─── RECORDS SUPPLIED

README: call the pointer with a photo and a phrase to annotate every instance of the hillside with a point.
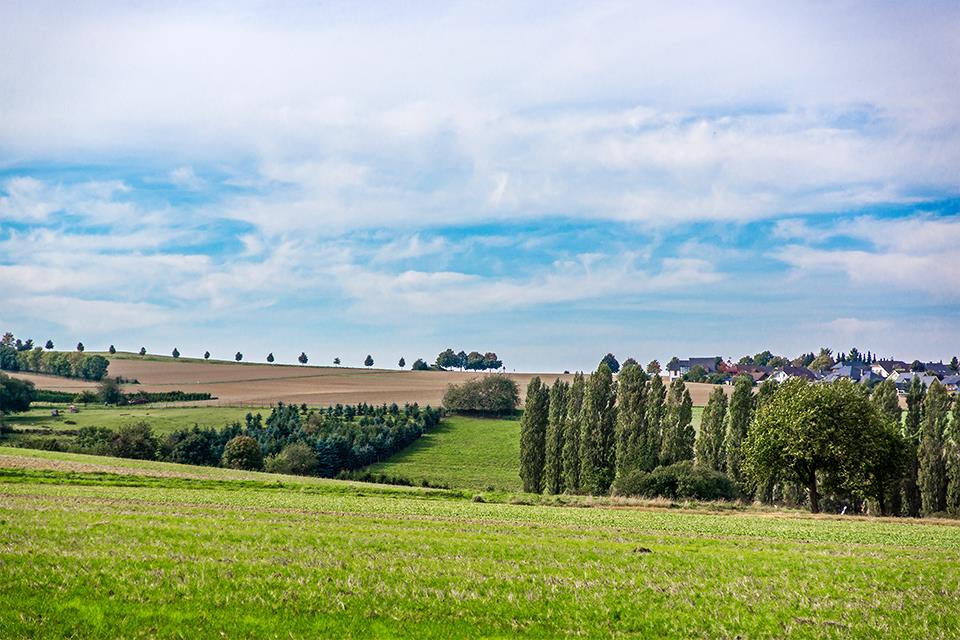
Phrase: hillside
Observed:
(257, 384)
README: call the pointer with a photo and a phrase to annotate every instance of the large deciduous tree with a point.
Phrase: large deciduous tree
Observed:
(533, 436)
(597, 453)
(553, 465)
(808, 432)
(631, 418)
(710, 453)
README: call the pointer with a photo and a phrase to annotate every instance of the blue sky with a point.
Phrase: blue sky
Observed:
(551, 181)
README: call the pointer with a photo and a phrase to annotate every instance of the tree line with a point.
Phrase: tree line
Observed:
(297, 440)
(835, 445)
(23, 356)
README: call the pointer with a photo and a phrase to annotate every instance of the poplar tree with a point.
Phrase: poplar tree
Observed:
(710, 454)
(631, 418)
(932, 473)
(650, 447)
(553, 467)
(597, 454)
(952, 451)
(738, 422)
(912, 434)
(571, 434)
(533, 433)
(678, 433)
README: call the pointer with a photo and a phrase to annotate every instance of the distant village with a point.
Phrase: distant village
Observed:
(866, 369)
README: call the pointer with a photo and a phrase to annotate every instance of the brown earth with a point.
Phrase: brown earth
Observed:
(264, 384)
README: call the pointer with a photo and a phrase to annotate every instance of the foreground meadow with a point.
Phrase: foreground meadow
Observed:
(85, 554)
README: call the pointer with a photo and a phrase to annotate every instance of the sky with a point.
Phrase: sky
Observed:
(551, 181)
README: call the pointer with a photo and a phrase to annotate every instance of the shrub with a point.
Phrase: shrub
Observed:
(489, 395)
(682, 480)
(296, 458)
(135, 441)
(242, 452)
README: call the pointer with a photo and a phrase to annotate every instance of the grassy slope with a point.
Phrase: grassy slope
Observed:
(463, 452)
(162, 419)
(84, 556)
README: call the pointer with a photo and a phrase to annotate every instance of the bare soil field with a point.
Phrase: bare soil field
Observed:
(264, 384)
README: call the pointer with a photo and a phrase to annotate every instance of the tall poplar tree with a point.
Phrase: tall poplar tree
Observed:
(650, 447)
(678, 432)
(912, 433)
(553, 468)
(597, 453)
(533, 436)
(952, 451)
(710, 454)
(631, 418)
(739, 415)
(932, 473)
(571, 434)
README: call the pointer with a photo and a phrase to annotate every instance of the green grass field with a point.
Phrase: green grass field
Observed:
(98, 555)
(464, 452)
(162, 419)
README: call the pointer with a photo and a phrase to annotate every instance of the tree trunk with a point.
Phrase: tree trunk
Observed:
(814, 495)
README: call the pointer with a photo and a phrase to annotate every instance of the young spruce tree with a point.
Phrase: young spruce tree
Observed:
(553, 469)
(571, 434)
(932, 473)
(597, 453)
(631, 418)
(533, 436)
(710, 454)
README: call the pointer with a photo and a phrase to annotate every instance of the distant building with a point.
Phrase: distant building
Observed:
(679, 368)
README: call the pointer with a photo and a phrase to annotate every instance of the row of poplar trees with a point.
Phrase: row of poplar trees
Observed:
(579, 437)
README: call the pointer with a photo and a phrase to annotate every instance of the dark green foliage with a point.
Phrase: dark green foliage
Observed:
(109, 392)
(631, 427)
(134, 441)
(597, 436)
(533, 436)
(296, 458)
(15, 395)
(242, 452)
(649, 453)
(680, 481)
(739, 414)
(808, 433)
(710, 453)
(553, 465)
(678, 433)
(611, 361)
(571, 434)
(932, 472)
(489, 395)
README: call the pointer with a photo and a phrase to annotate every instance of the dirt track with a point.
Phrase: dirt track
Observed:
(263, 384)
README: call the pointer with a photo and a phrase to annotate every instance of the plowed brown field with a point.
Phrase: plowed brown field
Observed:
(263, 384)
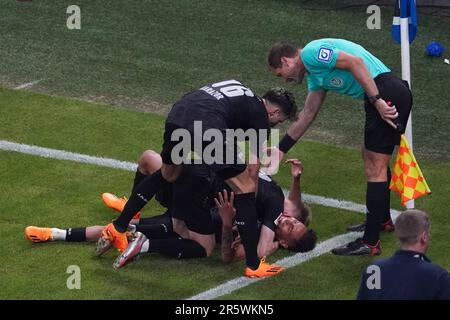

──────

**TASK OBJECTIVE:**
Lay out, as a numbered list with blank lines omitted, the lines of the entries from the line containing "track with a point." through the end of the entries, both ends included. Omit the pictures from the answer.

**EXERCISE OUTPUT:**
1. README: call the pointer with a photo and a phrase to annotate every instance of the dirt track with a point.
2. Phrase: dirt track
3. Observed:
4. (263, 384)
5. README: call the pointer with a photo and a phrase to annotate every instance of the plowed brown field with a point.
6. Phrase: plowed brown field
7. Observed:
8. (263, 384)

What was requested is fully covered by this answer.